> Entries:
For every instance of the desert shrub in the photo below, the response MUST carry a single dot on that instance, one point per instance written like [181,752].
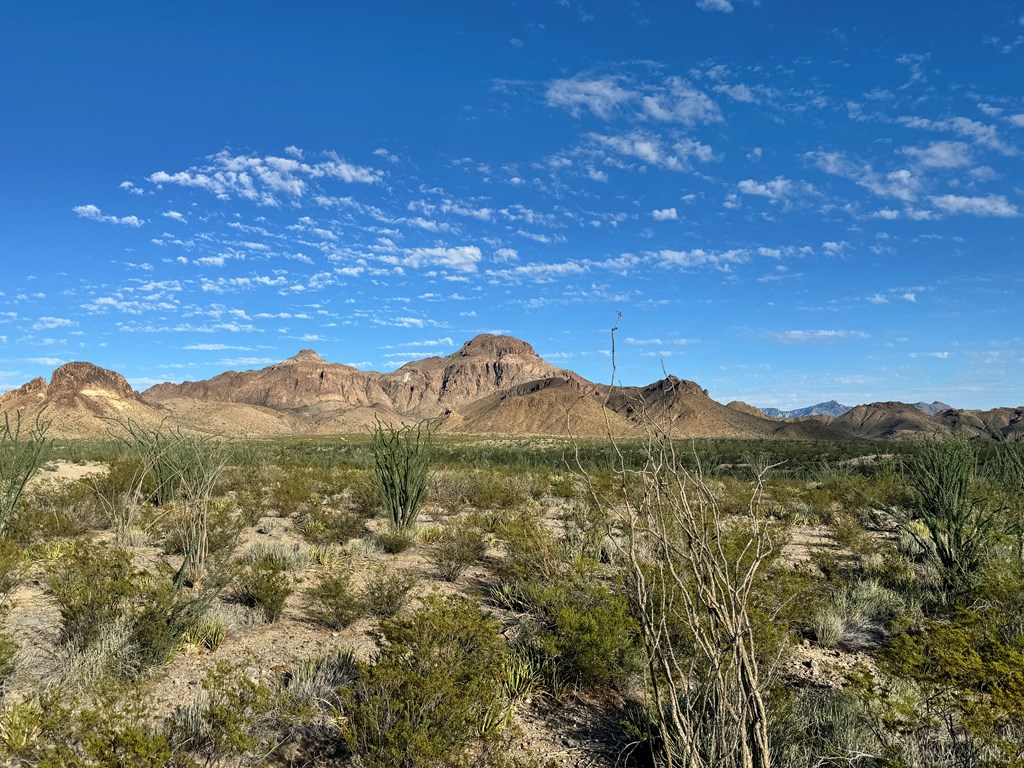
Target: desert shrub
[52,730]
[532,551]
[228,718]
[962,525]
[334,602]
[264,584]
[430,688]
[297,489]
[584,630]
[458,547]
[323,526]
[24,450]
[55,509]
[394,541]
[115,619]
[386,592]
[968,690]
[401,467]
[858,615]
[91,584]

> Short task:
Rewrite the listing above with every "desert shrub" replaced by "desert bush" and everything else unchanged. Omit the pictures from your answer.

> Exercise output:
For every instance of the desert bush in the photo below, the response MUST carry a single dot on that instance, one point per instance written like [181,752].
Target: desert bush
[52,730]
[532,551]
[228,718]
[962,525]
[334,602]
[264,584]
[430,688]
[297,489]
[584,630]
[458,547]
[323,526]
[24,450]
[55,509]
[394,541]
[115,619]
[386,592]
[968,690]
[401,467]
[858,615]
[91,584]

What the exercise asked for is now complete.